Featuring the largest battles seen in the franchise, thanks to a whopping 128 player count, Battlefield 2042 should be nothing less than a sure-fire success. After all, it’s made by a talented developer who’s been at the helm of its own franchise for 20 years. Furthermore, Battlefield 2042 runs on the vaunted Frostbite engine – an abominable beast with the power to give even the pickiest graphics whores chills.
That being said, when this sequel got boots on the ground with its beta, well, let’s just say some laces were left untied. A few stumbles later, several thousand keyboard-based drill sergeants – potty-mouthed ones, like the late great Lee Ermey – took DICE to task. I wasn’t one of them. But it has to be said that when I deployed into this review code, I did so with my rifle (and one eyebrow) cocked.
For starters, let’s situate you into this battlefield proper.
_ _ _
INSTRUCTION A: Return every line in the rows below that contains the word "long".

(Lines of data)
_ _ _
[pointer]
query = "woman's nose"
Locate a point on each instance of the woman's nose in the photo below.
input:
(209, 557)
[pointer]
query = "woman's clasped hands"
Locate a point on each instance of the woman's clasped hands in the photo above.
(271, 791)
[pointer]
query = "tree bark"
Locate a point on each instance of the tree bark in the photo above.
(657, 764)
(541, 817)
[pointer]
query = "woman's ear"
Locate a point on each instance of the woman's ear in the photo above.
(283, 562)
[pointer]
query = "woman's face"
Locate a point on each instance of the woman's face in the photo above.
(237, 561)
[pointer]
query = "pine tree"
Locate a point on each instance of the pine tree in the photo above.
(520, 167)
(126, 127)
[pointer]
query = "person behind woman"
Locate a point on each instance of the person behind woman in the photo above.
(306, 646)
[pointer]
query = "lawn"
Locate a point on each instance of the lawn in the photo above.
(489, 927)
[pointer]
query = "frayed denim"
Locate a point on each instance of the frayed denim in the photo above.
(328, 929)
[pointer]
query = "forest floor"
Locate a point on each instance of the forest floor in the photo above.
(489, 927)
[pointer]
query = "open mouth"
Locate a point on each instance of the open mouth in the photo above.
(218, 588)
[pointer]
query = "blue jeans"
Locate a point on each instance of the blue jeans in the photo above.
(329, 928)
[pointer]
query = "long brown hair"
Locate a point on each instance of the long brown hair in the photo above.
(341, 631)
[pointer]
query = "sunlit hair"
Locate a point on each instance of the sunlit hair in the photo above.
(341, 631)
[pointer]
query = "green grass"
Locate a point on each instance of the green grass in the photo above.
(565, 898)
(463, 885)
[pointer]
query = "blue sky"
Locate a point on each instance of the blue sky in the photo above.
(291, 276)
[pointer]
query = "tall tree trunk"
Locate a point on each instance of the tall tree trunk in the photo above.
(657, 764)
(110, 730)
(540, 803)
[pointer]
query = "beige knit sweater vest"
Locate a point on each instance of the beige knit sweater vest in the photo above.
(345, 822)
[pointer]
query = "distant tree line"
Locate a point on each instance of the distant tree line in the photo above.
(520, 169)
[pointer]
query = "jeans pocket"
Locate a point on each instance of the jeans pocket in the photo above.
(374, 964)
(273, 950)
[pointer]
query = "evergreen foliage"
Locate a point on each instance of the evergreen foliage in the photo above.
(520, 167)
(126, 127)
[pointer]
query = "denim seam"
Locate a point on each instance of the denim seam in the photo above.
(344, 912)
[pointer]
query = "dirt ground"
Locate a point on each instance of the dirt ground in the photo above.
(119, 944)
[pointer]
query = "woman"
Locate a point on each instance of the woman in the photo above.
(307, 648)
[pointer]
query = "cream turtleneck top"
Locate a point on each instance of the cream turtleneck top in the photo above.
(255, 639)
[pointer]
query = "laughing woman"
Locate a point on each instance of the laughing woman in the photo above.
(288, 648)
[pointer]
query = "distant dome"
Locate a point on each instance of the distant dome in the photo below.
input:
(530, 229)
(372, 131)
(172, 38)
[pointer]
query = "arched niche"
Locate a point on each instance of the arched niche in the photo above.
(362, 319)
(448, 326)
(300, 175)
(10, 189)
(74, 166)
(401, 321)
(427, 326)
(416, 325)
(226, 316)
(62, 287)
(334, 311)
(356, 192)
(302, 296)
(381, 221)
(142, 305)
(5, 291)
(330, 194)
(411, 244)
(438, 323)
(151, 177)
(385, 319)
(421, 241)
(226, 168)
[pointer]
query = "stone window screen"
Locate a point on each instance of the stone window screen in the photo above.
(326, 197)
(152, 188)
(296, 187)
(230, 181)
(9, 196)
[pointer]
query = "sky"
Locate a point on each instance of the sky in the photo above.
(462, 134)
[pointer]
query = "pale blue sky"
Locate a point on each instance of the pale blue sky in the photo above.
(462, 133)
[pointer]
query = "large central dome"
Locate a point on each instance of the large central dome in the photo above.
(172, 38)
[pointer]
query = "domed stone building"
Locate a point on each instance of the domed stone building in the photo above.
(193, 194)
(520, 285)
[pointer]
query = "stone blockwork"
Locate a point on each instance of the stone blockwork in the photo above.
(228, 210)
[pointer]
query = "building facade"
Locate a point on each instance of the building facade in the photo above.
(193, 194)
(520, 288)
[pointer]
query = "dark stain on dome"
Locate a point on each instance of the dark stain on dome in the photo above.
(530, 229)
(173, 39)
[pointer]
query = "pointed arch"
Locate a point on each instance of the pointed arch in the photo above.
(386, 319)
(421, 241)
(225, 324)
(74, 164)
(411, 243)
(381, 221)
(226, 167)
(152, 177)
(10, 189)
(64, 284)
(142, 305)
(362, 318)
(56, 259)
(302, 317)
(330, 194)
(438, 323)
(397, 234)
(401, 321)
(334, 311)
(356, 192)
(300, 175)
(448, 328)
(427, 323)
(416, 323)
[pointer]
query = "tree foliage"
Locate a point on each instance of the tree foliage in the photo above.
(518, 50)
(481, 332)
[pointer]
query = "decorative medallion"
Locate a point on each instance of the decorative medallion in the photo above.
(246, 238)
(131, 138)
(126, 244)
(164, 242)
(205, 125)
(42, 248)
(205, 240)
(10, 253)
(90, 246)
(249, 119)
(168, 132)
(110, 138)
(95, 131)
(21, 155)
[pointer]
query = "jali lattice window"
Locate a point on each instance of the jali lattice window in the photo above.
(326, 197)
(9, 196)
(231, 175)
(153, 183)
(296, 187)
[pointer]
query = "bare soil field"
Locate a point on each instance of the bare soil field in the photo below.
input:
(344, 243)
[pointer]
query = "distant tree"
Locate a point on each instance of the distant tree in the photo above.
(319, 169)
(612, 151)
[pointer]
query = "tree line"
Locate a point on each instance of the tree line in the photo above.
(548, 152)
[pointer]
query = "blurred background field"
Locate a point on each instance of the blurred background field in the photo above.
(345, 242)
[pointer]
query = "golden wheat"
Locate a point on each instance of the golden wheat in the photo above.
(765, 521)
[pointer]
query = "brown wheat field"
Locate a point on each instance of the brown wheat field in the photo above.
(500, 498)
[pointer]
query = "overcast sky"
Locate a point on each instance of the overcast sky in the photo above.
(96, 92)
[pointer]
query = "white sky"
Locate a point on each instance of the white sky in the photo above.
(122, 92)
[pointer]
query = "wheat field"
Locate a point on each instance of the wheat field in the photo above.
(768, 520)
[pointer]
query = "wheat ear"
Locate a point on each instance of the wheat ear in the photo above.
_ _ _
INSTRUCTION B: Pick up the Battlefield 2042 review above after its final sentence and keep writing it.

EXERCISE OUTPUT A:
query = "long brown hair"
Locate a point on each instance of the long brown hair in the photo above.

EXERCISE OUTPUT B:
Battlefield 2042 Review
DICE’s near-future is, worryingly, exactly where humankind is headed, unless some of you turn off your damn airconditioners. Resources are scarce and armies are sort of cobbled together masses of disparate folks with a common goal: survive by taking the other guy’s stuff. Doing so while avoiding the odd cataclysmic smackdown from Ma Nature, is also preferred.
The new, Rainbow Six Siege-like specialists represent an evolution of the team-based gameplay that is a hallmark of the series. DICE insists it added a new dimension to the core experience and allow for squads – which probably should have also ballooned with the max player count, but didn’t – to mix ‘n’ match playstyles.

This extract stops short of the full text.